• [Extracted records]
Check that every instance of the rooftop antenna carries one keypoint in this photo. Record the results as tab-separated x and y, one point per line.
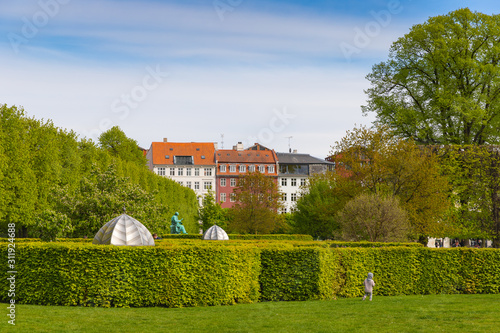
289	140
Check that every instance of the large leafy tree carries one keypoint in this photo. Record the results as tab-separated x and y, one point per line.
257	204
375	161
441	83
374	218
118	144
317	207
474	172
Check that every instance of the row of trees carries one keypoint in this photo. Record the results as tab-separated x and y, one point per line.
384	188
52	184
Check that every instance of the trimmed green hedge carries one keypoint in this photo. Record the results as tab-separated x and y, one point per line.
98	275
217	273
246	237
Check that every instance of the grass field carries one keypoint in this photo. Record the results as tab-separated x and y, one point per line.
436	313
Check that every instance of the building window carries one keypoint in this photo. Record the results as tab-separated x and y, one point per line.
183	160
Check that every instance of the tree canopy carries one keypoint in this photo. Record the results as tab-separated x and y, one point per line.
54	185
371	217
441	83
376	161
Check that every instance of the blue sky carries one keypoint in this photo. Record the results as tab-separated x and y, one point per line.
252	71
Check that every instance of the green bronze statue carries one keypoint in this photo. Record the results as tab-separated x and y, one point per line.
177	227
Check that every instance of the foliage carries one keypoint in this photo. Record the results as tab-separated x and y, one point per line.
375	161
257	204
211	213
103	195
122	276
118	144
219	273
474	172
317	207
50	225
47	170
441	83
373	218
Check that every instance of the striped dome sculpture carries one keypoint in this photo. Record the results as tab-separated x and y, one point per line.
215	233
124	230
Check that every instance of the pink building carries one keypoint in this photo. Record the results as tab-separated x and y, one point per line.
234	163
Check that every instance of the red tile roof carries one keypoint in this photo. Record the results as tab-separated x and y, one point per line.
203	152
245	156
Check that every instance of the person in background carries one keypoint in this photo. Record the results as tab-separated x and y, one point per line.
369	284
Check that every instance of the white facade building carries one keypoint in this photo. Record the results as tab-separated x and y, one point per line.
191	164
294	172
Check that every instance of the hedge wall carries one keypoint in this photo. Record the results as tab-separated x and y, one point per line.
319	273
92	275
218	273
246	237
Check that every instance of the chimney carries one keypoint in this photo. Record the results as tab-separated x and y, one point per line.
238	147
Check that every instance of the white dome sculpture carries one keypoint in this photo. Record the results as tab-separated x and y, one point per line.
124	230
215	233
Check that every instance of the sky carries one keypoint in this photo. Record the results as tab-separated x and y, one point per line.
285	74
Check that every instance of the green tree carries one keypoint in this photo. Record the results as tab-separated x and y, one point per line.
118	144
474	172
376	161
211	213
257	204
370	217
19	191
103	195
441	83
317	207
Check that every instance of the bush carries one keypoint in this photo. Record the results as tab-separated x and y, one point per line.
112	276
194	273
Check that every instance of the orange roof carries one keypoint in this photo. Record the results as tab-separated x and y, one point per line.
164	152
245	156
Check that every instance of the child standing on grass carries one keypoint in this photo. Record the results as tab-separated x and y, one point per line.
368	283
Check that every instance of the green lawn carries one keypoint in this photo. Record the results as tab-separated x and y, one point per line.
436	313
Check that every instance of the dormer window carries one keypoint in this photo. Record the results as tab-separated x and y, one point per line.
183	160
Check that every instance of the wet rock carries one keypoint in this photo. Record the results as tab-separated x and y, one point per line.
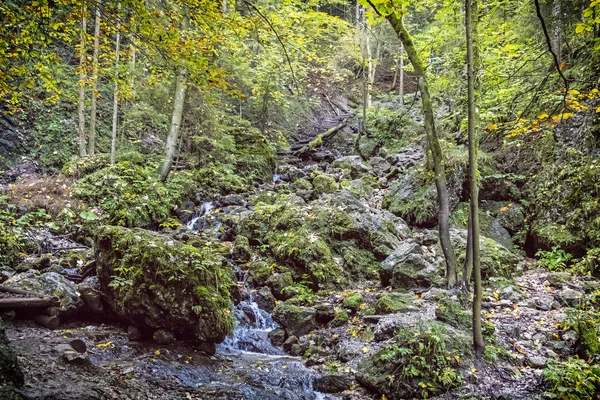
296	320
265	299
325	313
570	297
278	282
352	165
380	166
185	211
324	184
241	249
536	362
89	290
233	200
135	333
333	383
277	336
163	336
11	373
289	342
408	267
49	283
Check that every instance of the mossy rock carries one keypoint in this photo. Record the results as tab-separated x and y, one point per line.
436	345
496	260
488	225
389	303
324	184
353	300
155	282
587	343
296	320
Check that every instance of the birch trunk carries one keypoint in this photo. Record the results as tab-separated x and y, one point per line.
175	125
113	141
92	138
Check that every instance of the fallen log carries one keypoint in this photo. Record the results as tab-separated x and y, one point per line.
28	302
7	289
47	321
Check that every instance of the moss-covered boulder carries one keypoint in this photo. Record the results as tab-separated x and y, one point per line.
409	267
418	363
496	260
11	374
324	184
489	225
155	282
352	166
296	320
389	303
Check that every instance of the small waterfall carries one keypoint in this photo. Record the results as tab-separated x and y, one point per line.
252	331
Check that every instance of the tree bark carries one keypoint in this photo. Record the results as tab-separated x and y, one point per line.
175	124
434	147
92	138
471	29
81	105
113	141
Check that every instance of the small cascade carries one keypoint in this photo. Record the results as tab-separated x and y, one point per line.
252	331
205	218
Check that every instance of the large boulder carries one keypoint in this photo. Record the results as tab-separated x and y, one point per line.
296	320
11	374
409	267
352	166
496	260
155	282
50	283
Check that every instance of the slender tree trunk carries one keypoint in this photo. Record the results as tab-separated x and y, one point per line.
175	124
81	105
92	138
471	28
401	89
113	142
435	148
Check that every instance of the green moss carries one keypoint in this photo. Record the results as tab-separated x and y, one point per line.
145	273
324	184
353	300
389	303
588	345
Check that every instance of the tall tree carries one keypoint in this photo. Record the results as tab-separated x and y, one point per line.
81	105
471	32
92	137
113	140
394	17
173	136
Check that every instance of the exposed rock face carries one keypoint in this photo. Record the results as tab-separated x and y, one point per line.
154	282
296	320
49	283
11	374
408	267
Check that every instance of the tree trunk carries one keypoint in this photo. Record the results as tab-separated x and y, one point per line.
81	105
435	148
471	29
113	141
92	138
175	124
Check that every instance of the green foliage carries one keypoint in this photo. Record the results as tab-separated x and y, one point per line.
131	195
573	379
422	363
556	260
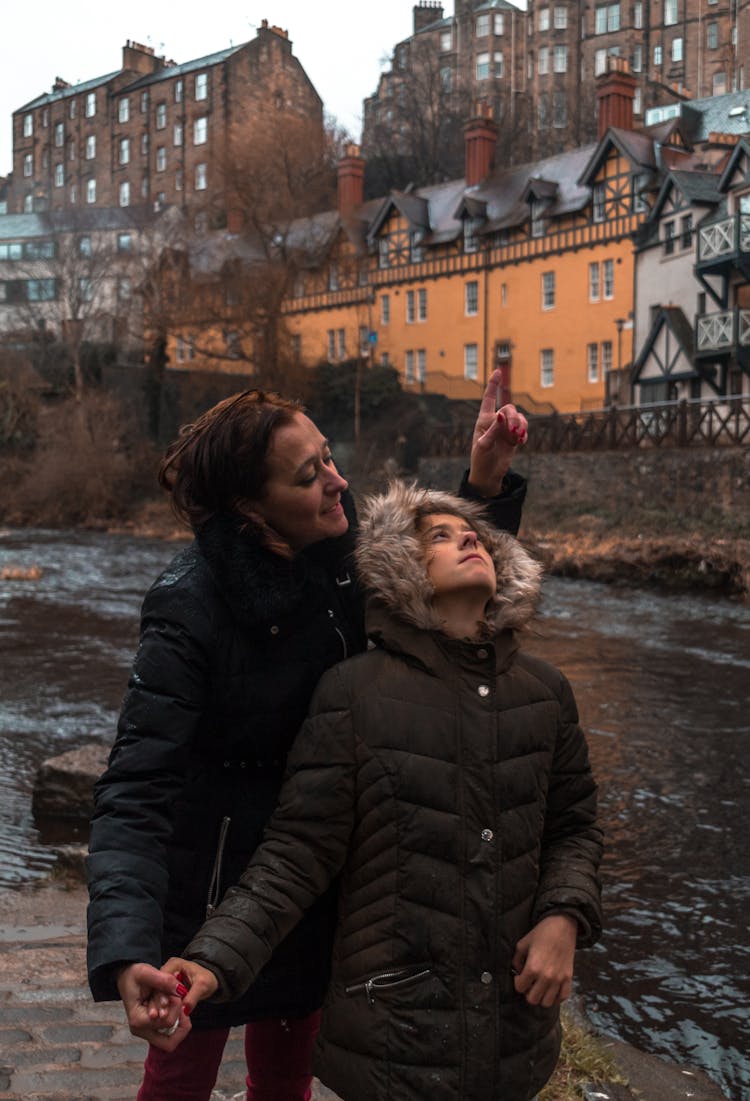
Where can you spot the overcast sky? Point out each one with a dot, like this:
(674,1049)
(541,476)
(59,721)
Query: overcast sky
(338,42)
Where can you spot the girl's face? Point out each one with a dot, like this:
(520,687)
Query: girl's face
(302,499)
(455,558)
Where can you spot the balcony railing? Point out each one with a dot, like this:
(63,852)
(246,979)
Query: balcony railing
(721,331)
(723,240)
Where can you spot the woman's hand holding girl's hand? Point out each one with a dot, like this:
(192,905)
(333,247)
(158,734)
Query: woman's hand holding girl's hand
(202,983)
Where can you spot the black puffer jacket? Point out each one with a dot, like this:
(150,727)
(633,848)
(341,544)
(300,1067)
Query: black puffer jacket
(449,783)
(234,641)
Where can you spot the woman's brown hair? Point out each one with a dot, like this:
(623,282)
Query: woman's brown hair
(221,459)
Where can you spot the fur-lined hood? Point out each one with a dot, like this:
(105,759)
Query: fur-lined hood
(390,558)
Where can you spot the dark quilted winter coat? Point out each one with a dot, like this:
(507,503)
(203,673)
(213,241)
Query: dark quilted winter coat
(234,641)
(447,782)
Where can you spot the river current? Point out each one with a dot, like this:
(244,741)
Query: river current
(662,689)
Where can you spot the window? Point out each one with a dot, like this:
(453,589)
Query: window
(547,367)
(536,218)
(409,366)
(41,290)
(411,307)
(383,252)
(200,131)
(594,282)
(606,357)
(470,361)
(547,290)
(608,278)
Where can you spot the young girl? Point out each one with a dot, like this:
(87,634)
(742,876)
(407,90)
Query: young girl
(444,775)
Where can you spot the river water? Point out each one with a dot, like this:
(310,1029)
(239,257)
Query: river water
(662,688)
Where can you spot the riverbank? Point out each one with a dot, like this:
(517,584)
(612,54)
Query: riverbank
(56,1045)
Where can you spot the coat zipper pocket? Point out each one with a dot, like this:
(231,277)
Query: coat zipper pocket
(389,980)
(215,885)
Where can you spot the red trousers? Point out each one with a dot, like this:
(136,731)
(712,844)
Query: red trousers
(278,1055)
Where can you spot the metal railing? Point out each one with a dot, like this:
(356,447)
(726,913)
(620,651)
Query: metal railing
(719,422)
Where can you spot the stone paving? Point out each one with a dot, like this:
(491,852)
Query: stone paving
(57,1045)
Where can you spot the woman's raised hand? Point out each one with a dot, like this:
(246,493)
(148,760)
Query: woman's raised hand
(497,434)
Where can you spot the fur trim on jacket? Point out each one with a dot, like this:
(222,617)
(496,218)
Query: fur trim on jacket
(390,558)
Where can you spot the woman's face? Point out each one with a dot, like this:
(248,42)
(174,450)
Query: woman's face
(302,499)
(455,558)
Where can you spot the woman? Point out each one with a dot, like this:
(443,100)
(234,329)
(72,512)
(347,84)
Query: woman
(445,777)
(235,636)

• [Exercise aim] Would you return exactly the lines from the one containing "Query: woman's face" through the end of the listing, both included, and only them?

• [Solution to this problem]
Query: woman's face
(302,499)
(455,558)
Where can you spot the woman? Point out each one with a dot, like this:
(443,100)
(234,329)
(72,512)
(347,84)
Query: woman
(445,777)
(235,636)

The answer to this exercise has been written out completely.